EXERCISE SET –
1. Answer these questions using the silver commentary:
(a) What price does the silver commentary call a first step?
(b) In what year did the writer first trade in the silver market?
(c) What low did silver reach in late 2015?
2. Transcribe the stretch of the silver commentary from "During my trading" through "metal in 1980.".

EXTRACTED TEXT –

========================================================================

Silver seems to have found a bottom.

Some positive signs.

The dollar could hold the key.

$17.30 would be a first step.

As a young junior trader, my first boss taught me that silver is the ultimate "trading sardine," as he called the metal that is gold's little brother. Silver is a volatile metal that attracts speculative interest on both the long and short side.

During my trading career, silver has provided me with more than one opportunity to score big. My first foray into the silver market was in 1987 when the metal ran from $5.50 to $11 per ounce over a few months and then fell from $11 to $7 in a matter of ten minutes. From 1995-1998 the price of the precious metal rose from under $5 per ounce to $7.40. Then, in 2004 silver broke out to the upside and by 2011 it peaked at an incredible $49.82 per ounce only a touch below the all-time nominal highs for the metal in 1980.

Since 2011 the price of silver has plunged reaching a low of $13.635 in late 2015. In 2016, the " trading sardine" was only able to make it to a high just above the $21 per ounce level and since then it has had a rough time. As you can see, this is a metal that has a habit of doubling and halving in value over time and that is why so many speculators love to play in the wild silver futures market.

========================================================================

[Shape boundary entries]
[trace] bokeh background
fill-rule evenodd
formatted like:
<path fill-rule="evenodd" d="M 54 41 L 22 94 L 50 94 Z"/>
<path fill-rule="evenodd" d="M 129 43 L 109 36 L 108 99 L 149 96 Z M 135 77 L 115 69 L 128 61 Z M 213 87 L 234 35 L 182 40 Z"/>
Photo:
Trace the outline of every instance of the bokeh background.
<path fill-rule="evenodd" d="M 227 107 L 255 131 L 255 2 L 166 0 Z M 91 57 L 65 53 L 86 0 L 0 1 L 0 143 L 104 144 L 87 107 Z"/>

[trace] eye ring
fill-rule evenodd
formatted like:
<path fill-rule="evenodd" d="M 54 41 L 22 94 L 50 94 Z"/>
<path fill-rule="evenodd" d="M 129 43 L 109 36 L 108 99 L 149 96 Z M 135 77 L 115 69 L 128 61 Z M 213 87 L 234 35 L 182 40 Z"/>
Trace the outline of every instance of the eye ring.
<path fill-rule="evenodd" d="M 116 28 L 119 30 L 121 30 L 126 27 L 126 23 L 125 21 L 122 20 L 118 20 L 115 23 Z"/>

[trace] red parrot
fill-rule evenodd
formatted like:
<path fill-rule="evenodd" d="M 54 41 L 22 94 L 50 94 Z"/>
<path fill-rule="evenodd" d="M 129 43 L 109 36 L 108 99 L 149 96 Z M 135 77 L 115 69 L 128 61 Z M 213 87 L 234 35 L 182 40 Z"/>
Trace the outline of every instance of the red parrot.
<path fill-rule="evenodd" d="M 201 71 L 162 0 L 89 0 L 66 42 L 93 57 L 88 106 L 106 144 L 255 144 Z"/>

========================================================================

RESULTS FOR EACH TASK –
1.
(a) $17.30
(b) 1987
(c) $13.635 per ounce

2.
During my trading career, silver has provided me with more than one opportunity to score big. My first foray into the silver market was in 1987 when the metal ran from $5.50 to $11 per ounce over a few months and then fell from $11 to $7 in a matter of ten minutes. From 1995-1998 the price of the precious metal rose from under $5 per ounce to $7.40. Then, in 2004 silver broke out to the upside and by 2011 it peaked at an incredible $49.82 per ounce only a touch below the all-time nominal highs for the metal in 1980.